Using the entries that follow, report the number of lines that include the string "plate", without any other text.

Data entries:
--- START ---

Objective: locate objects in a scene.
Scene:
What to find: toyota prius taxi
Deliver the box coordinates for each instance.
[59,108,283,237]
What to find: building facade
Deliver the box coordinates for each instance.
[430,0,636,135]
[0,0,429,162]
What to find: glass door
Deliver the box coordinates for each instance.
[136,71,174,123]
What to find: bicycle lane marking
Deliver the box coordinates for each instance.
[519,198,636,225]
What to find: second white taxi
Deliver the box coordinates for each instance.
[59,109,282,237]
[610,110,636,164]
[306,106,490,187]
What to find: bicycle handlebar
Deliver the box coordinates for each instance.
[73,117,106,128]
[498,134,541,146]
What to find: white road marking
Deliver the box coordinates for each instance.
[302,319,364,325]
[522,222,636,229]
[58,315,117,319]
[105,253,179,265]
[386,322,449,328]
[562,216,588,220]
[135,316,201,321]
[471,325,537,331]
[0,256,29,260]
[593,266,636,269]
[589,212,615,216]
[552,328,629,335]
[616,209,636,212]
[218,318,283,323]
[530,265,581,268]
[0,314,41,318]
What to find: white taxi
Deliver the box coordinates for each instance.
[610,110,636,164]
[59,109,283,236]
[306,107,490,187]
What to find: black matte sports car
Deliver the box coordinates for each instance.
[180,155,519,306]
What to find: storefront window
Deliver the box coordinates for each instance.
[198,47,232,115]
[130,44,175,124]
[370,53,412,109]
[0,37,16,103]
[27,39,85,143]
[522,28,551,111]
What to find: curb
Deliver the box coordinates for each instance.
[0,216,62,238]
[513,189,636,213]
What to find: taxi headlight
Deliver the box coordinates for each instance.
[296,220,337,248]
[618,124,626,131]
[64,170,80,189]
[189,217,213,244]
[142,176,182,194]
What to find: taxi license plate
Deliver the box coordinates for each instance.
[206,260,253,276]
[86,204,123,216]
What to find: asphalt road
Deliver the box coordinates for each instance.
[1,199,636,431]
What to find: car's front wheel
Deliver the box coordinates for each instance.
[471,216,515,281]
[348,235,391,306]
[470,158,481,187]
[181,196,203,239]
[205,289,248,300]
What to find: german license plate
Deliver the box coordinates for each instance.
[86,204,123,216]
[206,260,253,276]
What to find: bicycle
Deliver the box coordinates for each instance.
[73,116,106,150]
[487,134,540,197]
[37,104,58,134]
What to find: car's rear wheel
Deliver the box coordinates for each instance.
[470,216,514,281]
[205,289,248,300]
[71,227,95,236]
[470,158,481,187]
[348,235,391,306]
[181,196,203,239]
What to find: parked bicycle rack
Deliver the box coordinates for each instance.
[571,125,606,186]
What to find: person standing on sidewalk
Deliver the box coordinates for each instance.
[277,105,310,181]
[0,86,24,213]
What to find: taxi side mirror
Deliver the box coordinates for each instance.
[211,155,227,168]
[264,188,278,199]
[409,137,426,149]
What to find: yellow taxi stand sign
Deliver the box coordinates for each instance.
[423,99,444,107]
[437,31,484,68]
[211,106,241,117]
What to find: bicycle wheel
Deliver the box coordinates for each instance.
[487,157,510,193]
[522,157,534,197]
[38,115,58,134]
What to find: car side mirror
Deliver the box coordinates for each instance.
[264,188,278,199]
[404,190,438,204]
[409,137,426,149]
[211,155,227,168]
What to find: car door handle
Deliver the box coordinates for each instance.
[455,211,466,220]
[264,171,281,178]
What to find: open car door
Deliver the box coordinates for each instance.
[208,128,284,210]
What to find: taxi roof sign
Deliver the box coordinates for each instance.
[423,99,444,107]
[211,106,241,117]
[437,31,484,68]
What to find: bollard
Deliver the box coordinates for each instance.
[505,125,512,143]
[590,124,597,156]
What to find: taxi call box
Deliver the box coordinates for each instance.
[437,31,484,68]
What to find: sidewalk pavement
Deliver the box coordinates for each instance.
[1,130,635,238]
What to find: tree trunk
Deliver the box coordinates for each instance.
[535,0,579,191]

--- END ---

— Reply to the exercise —
2